WHAT IS ASKED: Recast the records below as a Markdown table with the columns "Row" and "Line", numbering each row and leaving out blank lines. Begin at the line containing "Exercise. Point to every instance of the wooden door" and continue through the line containing "(1181, 724)", and include only those lines.

DATA EXTRACT:
>> BEGIN
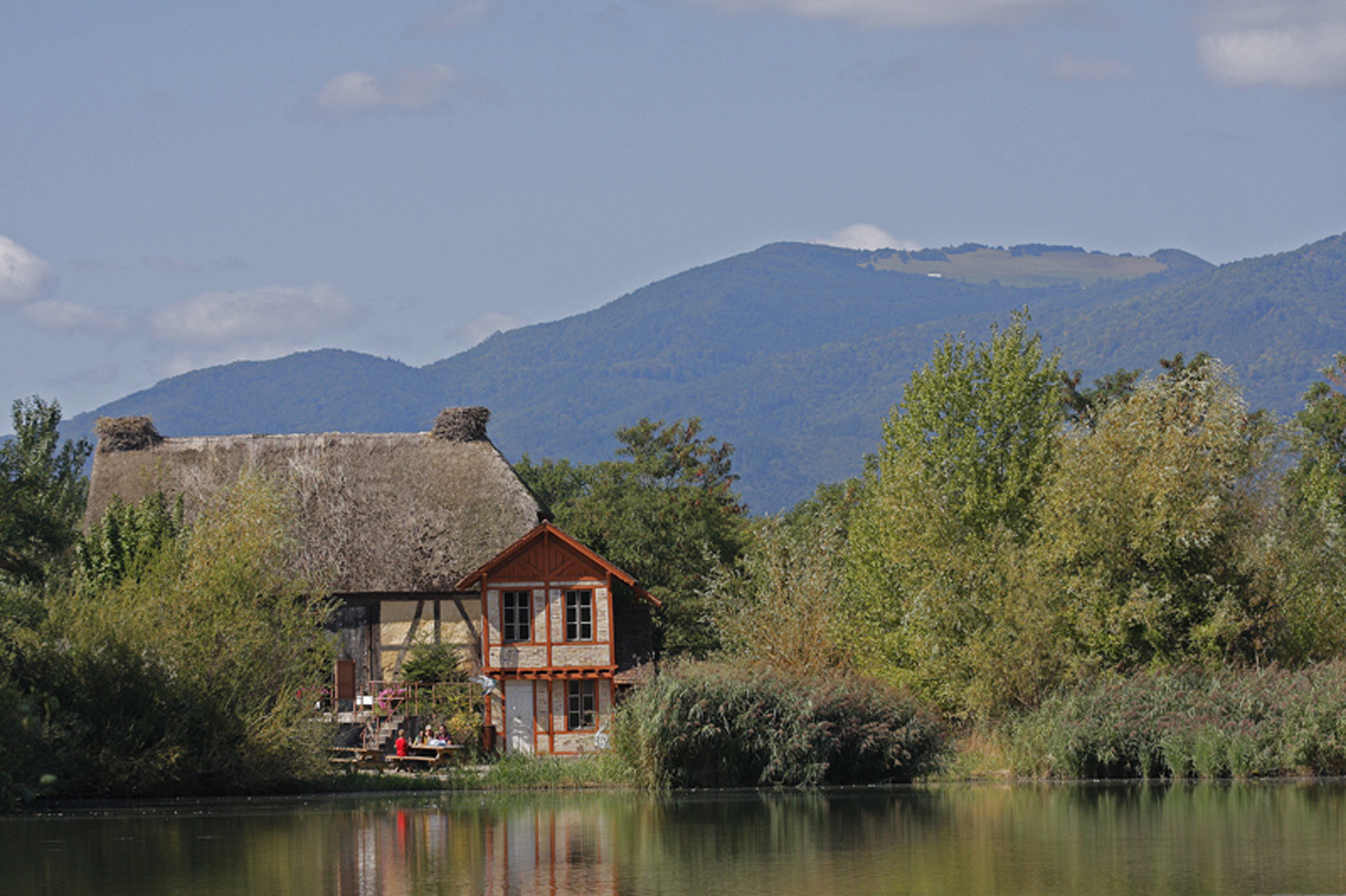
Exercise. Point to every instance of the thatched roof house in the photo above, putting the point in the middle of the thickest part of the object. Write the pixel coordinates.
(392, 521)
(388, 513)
>> END
>> BEGIN
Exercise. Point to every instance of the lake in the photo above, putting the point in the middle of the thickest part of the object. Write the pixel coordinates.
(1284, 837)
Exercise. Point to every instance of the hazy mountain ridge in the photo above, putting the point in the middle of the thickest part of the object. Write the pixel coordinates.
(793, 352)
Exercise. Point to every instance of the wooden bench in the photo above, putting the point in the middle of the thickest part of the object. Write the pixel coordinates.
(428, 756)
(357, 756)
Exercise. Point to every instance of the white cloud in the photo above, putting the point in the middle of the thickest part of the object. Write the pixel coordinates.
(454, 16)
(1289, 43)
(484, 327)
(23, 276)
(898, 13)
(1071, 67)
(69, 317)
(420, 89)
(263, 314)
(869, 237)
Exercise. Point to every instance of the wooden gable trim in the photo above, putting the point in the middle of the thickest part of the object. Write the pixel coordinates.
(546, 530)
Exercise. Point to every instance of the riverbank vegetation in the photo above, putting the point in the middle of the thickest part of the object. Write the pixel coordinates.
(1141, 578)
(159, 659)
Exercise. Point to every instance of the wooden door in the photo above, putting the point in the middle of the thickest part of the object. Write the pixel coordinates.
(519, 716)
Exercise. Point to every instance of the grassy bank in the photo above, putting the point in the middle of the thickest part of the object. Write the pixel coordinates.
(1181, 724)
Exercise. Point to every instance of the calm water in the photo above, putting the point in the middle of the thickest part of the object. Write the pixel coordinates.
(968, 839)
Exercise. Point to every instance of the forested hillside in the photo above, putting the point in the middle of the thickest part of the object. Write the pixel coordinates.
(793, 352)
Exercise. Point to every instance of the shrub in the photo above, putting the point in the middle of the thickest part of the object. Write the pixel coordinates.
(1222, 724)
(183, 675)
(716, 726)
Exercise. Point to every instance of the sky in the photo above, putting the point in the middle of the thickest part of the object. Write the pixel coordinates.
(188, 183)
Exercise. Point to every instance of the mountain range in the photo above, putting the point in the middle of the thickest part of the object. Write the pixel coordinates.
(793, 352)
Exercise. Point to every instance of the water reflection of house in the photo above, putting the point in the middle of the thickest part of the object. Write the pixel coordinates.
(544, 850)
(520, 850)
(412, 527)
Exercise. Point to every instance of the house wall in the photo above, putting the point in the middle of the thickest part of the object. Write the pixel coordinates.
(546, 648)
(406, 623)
>> END
>> BEGIN
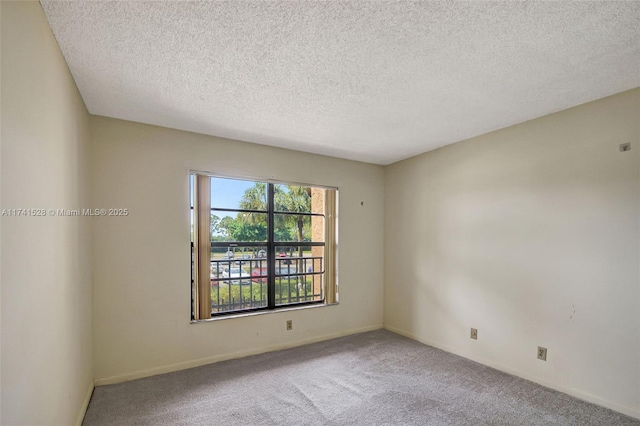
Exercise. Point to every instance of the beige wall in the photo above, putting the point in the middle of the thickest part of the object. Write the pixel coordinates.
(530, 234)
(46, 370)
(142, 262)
>> END
EXERCISE ANSWER:
| Row | Line |
|---|---|
| 1 | Exercise. Point to every instance of the wooden door in the photo above, putting the point in the middle of the thickest part of the object. Write the pixel coordinates. |
| 2 | (519, 716) |
| 3 | Exercise. Point to every instance of the grassy bank in the photo above, putting the point in the middle of the thickest part of the object. Write the pixel coordinates. |
| 4 | (1181, 724) |